The UAE has weathered a rough 12 months with an increasing belligerent Iran, a collapse in oil prices, the demise of the once lauded Dubai based private equity firm, Abraaj Capital, and now the fall of two of the country's most vaunted publicly listed companies, NMC Health (NMC LN) and Finablr Plc. (FIN LN). Just one year ago, NMC was a regional healthcare super star operating the largest privately held hospital group and chain of clinics across the GCC; Finablr was preparing for a hotly anticipated listing on the London Stock Exchange (LSE). Today, both companies' stocks are suspended on the LSE and Abu Dhabi Commercial Bank (ADCB) has issued a criminal complaint against NMC’s majority shareholders and top management members; some of the named have fled the country. NMC and Finablr are closely tied as both companies share the same founder and both have been financially backed by a prominent Abu Dhabi family. The CEO of NMC and the CEO of Finablr were brothers.
Things began to unravel in December 2019 when Muddy Waters, an US based short seller and research provider, published a damning report on NMC accusing management of acquiring assets at unjustified valuations, mis-stating financials and failing to disclose off balance sheet debt structures. NMC's stock plummeted as a result; Finablr's stock fell in tandem given the cross-ownership at the majority shareholder level. By mid-January, NMC's stock was suspended pending investigation around Muddy Water’s allegations and Finablr's stock had collapsed due to a New Year's Eve ransomware attack on their globally recognized brand, Travelex. Investors were also starting to worry the financial mis-management woes at NMC, which seemed to mount by the day, would be shared by Finablr given the family relationship between the CEOs and the fact the companies shared the same founder and majority shareholders. Today, Finablr's stock is suspended, the company is nearly insolvent and day today management of the business has been taken over by the Central Bank of Abu Dhabi. Investor worries were more than justified.
As investigations proceed around the two business, shareholder class action lawsuits are filed and creditors initiate proceedings, one can expect to see these two fabled businesses broken up and put up for sale.

List of tasks
1 – According to the passage on NMC and Finablr, why did investors start to worry that Finablr would share the financial mismanagement problems at NMC?
2 – Say whether each statement agrees with the passage on NMC and Finablr. Answer yes or no for each, and quote the words that decide it.
(a) NMC's stock had been suspended by mid-January.
(b) Muddy Waters is based in the UAE.
(c) Finablr's daily management has been taken over by its founder.

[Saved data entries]

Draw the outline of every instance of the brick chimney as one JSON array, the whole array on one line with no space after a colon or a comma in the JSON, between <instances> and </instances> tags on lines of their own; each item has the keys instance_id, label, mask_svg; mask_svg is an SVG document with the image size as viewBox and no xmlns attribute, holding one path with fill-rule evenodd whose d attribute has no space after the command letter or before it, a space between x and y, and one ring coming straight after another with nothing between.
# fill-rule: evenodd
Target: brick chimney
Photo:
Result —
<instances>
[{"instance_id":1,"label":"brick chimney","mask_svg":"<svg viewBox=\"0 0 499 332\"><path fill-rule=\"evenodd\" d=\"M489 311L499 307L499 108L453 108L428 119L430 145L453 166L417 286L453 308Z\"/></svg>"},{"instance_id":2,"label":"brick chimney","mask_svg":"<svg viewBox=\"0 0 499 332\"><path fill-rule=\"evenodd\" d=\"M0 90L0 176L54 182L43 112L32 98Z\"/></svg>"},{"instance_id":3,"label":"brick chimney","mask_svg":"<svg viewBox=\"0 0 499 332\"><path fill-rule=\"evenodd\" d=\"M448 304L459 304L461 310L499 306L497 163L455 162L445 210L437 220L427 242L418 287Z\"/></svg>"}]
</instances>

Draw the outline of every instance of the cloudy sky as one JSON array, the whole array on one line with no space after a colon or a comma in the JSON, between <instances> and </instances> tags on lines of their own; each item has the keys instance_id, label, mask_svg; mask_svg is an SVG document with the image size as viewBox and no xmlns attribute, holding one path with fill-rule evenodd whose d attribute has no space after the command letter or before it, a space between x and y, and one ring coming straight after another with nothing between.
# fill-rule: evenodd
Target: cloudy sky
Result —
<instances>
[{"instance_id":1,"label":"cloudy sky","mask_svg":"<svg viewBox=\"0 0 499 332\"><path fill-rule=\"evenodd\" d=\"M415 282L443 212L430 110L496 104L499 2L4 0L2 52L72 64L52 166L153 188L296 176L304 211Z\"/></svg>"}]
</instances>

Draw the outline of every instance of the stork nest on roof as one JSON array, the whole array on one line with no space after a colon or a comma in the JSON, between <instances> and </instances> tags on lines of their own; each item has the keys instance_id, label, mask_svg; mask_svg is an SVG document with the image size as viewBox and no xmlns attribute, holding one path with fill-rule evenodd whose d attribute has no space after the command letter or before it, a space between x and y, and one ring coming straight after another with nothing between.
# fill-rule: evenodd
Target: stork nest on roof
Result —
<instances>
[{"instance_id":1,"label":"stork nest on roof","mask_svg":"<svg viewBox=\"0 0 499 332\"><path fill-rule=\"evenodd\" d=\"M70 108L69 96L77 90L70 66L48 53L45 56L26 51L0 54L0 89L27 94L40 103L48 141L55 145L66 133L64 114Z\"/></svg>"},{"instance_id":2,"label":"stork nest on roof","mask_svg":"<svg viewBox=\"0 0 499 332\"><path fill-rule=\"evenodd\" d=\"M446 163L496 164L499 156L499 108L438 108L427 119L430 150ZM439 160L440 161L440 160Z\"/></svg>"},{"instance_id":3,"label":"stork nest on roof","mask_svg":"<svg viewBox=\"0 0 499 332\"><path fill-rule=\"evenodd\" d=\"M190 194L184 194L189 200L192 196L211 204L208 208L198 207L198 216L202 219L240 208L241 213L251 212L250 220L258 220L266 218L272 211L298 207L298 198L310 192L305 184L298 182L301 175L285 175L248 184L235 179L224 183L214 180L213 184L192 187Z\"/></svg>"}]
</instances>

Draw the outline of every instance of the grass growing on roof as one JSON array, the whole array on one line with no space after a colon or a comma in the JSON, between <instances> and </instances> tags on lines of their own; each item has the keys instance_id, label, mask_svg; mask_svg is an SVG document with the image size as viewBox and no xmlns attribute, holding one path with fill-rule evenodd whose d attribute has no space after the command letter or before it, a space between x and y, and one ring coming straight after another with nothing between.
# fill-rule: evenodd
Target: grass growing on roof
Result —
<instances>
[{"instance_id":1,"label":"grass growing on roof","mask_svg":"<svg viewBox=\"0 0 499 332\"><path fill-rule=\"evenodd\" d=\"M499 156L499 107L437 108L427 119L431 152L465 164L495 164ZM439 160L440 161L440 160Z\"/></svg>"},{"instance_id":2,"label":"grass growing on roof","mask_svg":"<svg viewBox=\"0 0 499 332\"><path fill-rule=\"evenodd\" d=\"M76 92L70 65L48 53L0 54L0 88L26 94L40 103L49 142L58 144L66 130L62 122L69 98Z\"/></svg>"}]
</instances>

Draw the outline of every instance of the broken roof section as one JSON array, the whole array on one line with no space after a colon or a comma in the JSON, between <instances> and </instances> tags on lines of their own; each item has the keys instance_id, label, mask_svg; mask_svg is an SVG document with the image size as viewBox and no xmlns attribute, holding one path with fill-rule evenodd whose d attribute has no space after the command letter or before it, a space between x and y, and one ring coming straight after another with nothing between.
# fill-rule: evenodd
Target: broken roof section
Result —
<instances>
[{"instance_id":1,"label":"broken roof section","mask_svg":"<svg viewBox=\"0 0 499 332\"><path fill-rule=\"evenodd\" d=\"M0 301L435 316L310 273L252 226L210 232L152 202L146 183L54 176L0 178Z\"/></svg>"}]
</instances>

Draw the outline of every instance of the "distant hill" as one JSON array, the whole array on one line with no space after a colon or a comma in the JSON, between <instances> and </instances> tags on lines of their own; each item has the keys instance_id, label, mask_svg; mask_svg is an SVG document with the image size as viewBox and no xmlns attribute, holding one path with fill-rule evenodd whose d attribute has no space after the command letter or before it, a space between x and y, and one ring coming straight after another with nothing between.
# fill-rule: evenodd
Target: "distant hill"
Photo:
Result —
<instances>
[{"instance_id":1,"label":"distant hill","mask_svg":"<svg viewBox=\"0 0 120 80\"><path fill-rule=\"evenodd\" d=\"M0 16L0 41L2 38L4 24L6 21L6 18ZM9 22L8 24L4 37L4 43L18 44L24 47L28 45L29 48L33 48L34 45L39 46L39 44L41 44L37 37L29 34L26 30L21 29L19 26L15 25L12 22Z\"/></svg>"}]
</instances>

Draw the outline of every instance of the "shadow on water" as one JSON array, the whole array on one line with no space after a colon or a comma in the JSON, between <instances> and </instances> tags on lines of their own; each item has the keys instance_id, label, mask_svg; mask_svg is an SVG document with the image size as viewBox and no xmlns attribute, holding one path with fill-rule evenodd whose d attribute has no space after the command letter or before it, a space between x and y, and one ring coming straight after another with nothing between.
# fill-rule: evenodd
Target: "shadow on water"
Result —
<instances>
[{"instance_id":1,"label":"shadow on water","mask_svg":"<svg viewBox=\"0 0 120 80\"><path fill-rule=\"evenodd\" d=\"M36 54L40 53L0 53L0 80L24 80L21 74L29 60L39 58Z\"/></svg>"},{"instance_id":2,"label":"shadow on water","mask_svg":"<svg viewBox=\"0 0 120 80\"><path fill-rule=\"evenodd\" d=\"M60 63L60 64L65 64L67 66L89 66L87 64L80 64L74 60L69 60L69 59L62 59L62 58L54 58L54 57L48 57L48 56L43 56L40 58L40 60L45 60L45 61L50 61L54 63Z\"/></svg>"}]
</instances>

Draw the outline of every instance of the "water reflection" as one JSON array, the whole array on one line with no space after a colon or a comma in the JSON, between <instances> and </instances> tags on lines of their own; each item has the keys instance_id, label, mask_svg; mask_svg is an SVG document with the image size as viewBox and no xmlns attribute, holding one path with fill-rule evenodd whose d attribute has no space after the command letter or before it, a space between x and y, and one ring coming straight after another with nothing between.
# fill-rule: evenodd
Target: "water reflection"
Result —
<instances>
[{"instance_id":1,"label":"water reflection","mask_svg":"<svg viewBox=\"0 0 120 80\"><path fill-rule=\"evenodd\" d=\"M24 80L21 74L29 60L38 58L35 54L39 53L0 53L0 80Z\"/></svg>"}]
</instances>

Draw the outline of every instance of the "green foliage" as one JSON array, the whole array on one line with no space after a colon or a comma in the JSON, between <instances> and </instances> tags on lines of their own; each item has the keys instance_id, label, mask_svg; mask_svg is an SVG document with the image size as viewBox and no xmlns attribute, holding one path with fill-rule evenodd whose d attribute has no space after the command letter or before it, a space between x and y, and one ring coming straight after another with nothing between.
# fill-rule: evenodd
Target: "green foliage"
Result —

Answers
1 – Investors worried because the two companies were closely linked. The CEOs were brothers, and the companies shared the same founder and the same majority shareholders.

2 –
(a) Yes: "By mid-January, NMC's stock was suspended pending investigation around Muddy Water’s allegations"
(b) No: "Muddy Waters, an US based short seller and research provider"
(c) No: "day today management of the business has been taken over by the Central Bank of Abu Dhabi"